ABOUT THIS EXERCISE: Every line of the material must be written out again unchanged.

--- DATA SUPPLIED Enclosed Below ---

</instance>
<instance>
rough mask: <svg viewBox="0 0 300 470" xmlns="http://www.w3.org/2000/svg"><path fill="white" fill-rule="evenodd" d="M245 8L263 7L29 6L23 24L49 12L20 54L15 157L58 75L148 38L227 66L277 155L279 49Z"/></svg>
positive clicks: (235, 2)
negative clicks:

--- End of Enclosed DATA SUPPLIED ---

OUTPUT OF THE TASK:
</instance>
<instance>
rough mask: <svg viewBox="0 0 300 470" xmlns="http://www.w3.org/2000/svg"><path fill="white" fill-rule="evenodd" d="M245 8L263 7L29 6L23 24L49 12L20 54L15 157L58 75L148 38L227 66L277 155L279 49Z"/></svg>
positive clicks: (235, 2)
negative clicks:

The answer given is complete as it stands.